-- EXERCISE INPUTS --
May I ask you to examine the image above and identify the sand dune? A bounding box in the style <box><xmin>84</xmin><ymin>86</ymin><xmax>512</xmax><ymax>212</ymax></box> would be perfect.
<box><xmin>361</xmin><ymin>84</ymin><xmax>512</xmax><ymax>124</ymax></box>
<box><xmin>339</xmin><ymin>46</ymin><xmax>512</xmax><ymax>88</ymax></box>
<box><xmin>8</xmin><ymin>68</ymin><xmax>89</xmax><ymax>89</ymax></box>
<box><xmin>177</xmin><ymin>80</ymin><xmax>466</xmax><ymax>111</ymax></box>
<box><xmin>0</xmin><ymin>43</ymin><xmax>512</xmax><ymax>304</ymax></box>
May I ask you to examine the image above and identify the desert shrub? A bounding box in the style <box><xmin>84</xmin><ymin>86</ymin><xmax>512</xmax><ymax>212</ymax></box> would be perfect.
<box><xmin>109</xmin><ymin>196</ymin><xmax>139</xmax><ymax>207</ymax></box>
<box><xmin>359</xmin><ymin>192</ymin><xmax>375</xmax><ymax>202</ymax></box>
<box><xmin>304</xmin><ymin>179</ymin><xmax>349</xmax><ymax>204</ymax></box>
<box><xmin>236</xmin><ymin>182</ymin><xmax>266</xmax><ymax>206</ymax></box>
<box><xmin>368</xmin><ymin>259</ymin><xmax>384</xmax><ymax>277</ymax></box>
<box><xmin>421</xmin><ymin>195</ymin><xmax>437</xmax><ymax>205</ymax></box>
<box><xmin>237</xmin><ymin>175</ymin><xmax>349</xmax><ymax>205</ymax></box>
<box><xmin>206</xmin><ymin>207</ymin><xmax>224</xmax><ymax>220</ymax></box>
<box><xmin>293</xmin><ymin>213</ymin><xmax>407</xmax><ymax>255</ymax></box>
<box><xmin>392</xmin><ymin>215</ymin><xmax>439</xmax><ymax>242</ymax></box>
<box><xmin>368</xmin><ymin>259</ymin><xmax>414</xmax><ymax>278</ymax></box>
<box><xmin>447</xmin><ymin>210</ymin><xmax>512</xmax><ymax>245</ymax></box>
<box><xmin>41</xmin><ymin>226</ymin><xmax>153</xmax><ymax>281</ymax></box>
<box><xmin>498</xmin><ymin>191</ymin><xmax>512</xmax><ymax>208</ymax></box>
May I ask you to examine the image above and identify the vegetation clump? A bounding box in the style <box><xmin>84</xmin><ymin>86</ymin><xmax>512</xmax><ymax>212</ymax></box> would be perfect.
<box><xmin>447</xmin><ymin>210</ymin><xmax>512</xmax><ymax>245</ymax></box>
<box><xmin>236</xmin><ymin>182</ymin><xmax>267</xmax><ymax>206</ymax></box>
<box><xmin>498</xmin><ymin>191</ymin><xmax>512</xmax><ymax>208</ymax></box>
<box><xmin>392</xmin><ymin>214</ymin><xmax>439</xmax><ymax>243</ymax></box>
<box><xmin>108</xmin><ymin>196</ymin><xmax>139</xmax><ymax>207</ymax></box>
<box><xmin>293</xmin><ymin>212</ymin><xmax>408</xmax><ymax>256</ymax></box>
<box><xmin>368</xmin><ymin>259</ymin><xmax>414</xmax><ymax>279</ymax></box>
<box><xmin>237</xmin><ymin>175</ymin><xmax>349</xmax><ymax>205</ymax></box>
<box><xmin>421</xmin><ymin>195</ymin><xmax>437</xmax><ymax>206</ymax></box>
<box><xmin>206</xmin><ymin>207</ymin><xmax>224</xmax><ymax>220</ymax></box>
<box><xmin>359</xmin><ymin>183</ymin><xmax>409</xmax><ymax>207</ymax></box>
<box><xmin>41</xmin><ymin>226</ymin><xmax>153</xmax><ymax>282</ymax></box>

-- YOUR TASK --
Retype the records in full. Keep every line identical to the original.

-- RESULT --
May I ask you to examine the image above and identify the sand dune? A bounding box in the style <box><xmin>84</xmin><ymin>86</ymin><xmax>512</xmax><ymax>212</ymax></box> would be perfect.
<box><xmin>361</xmin><ymin>84</ymin><xmax>512</xmax><ymax>124</ymax></box>
<box><xmin>339</xmin><ymin>46</ymin><xmax>512</xmax><ymax>88</ymax></box>
<box><xmin>8</xmin><ymin>68</ymin><xmax>89</xmax><ymax>89</ymax></box>
<box><xmin>177</xmin><ymin>80</ymin><xmax>466</xmax><ymax>111</ymax></box>
<box><xmin>0</xmin><ymin>43</ymin><xmax>512</xmax><ymax>304</ymax></box>
May I ask you to examine the image above and identify the desert shrub? A bounding box in the style <box><xmin>84</xmin><ymin>86</ymin><xmax>512</xmax><ymax>212</ymax></box> would be perfect.
<box><xmin>109</xmin><ymin>196</ymin><xmax>139</xmax><ymax>207</ymax></box>
<box><xmin>359</xmin><ymin>192</ymin><xmax>375</xmax><ymax>202</ymax></box>
<box><xmin>304</xmin><ymin>179</ymin><xmax>349</xmax><ymax>204</ymax></box>
<box><xmin>236</xmin><ymin>182</ymin><xmax>266</xmax><ymax>206</ymax></box>
<box><xmin>368</xmin><ymin>259</ymin><xmax>384</xmax><ymax>277</ymax></box>
<box><xmin>421</xmin><ymin>195</ymin><xmax>437</xmax><ymax>205</ymax></box>
<box><xmin>237</xmin><ymin>175</ymin><xmax>349</xmax><ymax>205</ymax></box>
<box><xmin>206</xmin><ymin>207</ymin><xmax>224</xmax><ymax>220</ymax></box>
<box><xmin>293</xmin><ymin>213</ymin><xmax>407</xmax><ymax>255</ymax></box>
<box><xmin>392</xmin><ymin>215</ymin><xmax>439</xmax><ymax>242</ymax></box>
<box><xmin>368</xmin><ymin>259</ymin><xmax>414</xmax><ymax>278</ymax></box>
<box><xmin>447</xmin><ymin>210</ymin><xmax>512</xmax><ymax>245</ymax></box>
<box><xmin>41</xmin><ymin>226</ymin><xmax>153</xmax><ymax>281</ymax></box>
<box><xmin>498</xmin><ymin>191</ymin><xmax>512</xmax><ymax>208</ymax></box>
May I ask you to examine the image above and identify the vegetation clump? A bounding box in the style <box><xmin>84</xmin><ymin>86</ymin><xmax>512</xmax><ymax>212</ymax></box> would be perfect.
<box><xmin>447</xmin><ymin>210</ymin><xmax>512</xmax><ymax>245</ymax></box>
<box><xmin>236</xmin><ymin>182</ymin><xmax>267</xmax><ymax>206</ymax></box>
<box><xmin>498</xmin><ymin>191</ymin><xmax>512</xmax><ymax>208</ymax></box>
<box><xmin>392</xmin><ymin>214</ymin><xmax>439</xmax><ymax>243</ymax></box>
<box><xmin>108</xmin><ymin>196</ymin><xmax>139</xmax><ymax>207</ymax></box>
<box><xmin>293</xmin><ymin>212</ymin><xmax>408</xmax><ymax>256</ymax></box>
<box><xmin>368</xmin><ymin>259</ymin><xmax>414</xmax><ymax>279</ymax></box>
<box><xmin>237</xmin><ymin>175</ymin><xmax>349</xmax><ymax>205</ymax></box>
<box><xmin>421</xmin><ymin>195</ymin><xmax>437</xmax><ymax>206</ymax></box>
<box><xmin>206</xmin><ymin>207</ymin><xmax>224</xmax><ymax>220</ymax></box>
<box><xmin>359</xmin><ymin>183</ymin><xmax>409</xmax><ymax>207</ymax></box>
<box><xmin>41</xmin><ymin>226</ymin><xmax>153</xmax><ymax>282</ymax></box>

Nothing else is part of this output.